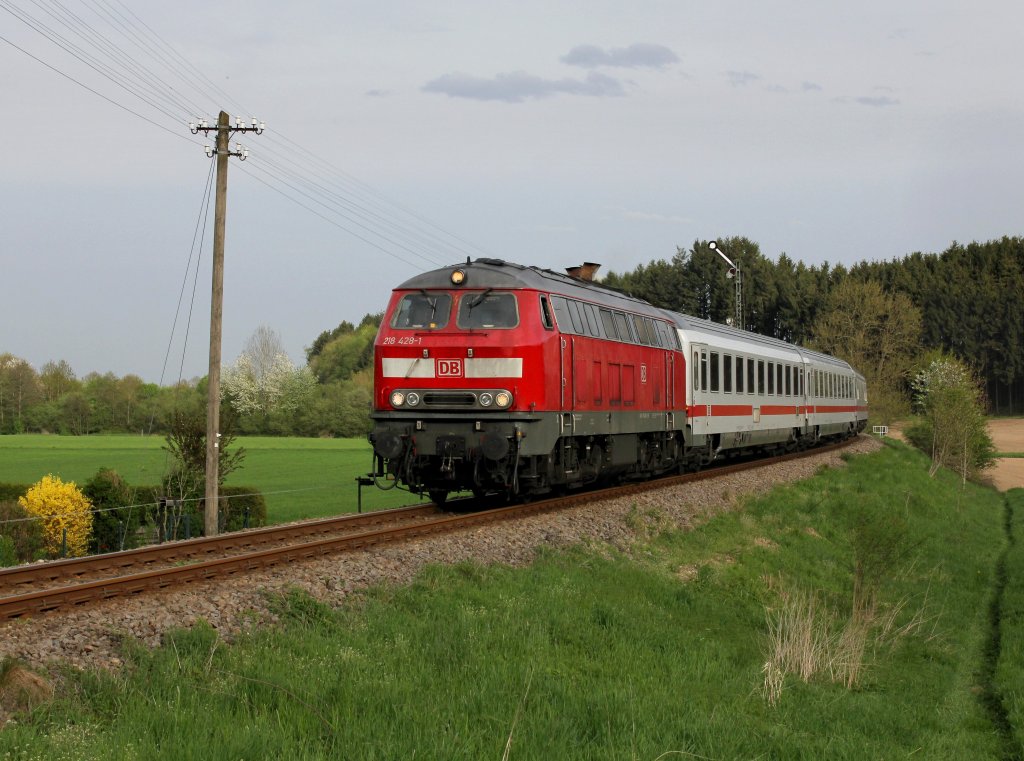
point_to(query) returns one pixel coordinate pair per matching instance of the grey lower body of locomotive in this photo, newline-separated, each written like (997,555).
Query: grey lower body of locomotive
(532,453)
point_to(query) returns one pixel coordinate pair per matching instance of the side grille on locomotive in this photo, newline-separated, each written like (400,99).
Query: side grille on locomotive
(449,398)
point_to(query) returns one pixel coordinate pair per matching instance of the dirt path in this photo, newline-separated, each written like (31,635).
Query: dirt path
(1008,434)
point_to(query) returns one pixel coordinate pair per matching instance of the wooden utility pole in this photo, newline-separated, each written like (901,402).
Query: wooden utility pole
(216,320)
(223,129)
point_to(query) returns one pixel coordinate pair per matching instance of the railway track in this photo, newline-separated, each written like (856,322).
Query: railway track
(43,588)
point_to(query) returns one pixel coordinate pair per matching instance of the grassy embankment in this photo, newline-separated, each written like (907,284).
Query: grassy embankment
(674,649)
(1007,670)
(301,477)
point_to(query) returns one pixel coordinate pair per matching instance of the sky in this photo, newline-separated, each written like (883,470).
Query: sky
(401,136)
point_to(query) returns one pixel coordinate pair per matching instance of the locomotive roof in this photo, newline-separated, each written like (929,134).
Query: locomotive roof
(485,272)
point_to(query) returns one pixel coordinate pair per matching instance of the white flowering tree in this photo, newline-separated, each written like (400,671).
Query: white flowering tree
(263,379)
(952,426)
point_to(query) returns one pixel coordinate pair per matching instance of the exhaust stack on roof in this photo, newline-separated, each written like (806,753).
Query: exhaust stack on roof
(584,272)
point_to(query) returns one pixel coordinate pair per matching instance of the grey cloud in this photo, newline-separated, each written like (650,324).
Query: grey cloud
(518,86)
(637,55)
(740,79)
(879,101)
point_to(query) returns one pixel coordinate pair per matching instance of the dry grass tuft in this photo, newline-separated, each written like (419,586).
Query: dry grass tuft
(20,689)
(804,640)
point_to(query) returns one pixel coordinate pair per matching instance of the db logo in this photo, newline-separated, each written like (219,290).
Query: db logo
(449,368)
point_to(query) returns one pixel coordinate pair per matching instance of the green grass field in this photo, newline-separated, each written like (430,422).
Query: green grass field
(657,652)
(301,477)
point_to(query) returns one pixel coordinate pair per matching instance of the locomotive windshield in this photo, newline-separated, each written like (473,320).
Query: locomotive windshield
(422,310)
(487,309)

*WHAT IS BEING ASKED*: Rescale the material from the line containing "written like (400,671)." through the end of the material. Give those lines again, requests included, with every coordinate in the answers multiplied by 0.2 and rounded to a whole number (halves round up). Leave the requests and their format samples unchanged, and output only these lines.

*PROBLEM SOLUTION*:
point_to(query) returns one pixel coordinate pair per matching instance of the white flowering tree in this photo, newline-separated, each written like (400,671).
Query: white flowering tree
(53,76)
(190,85)
point_to(query) returns one pixel coordinate pair per matching instance of the exhaust stack on roof in this photo, newline-separated, each written like (806,753).
Query: exhaust stack on roof
(117,54)
point_to(query) returns one pixel coordinate pair per matching instance of the grey cloud in this photo, newline-separated, each written like (650,324).
Query: grey cloud
(104,17)
(127,11)
(148,16)
(176,20)
point_to(query) returns one pixel coordinate pair per matching instance of the dry grass tuft in this photo, newline-separated, each written like (419,586).
Query: dry grass tuft
(4,138)
(161,128)
point_to(query) returns one pixel coordinate pair per matching instance of the db logo in this photo, newline-separated, each written like (219,290).
Query: db logo
(90,74)
point_to(query) returns one pixel coordinate pair per matching instance of the green grass field in this photo, newline-separated, each written like (430,422).
Query: green grass field
(131,130)
(60,95)
point_to(query) returns one pixel coordinate pair per matching instance of the locomotive windshield in this photo, newline-separated, each written like (473,320).
Query: locomotive windshield
(84,62)
(97,62)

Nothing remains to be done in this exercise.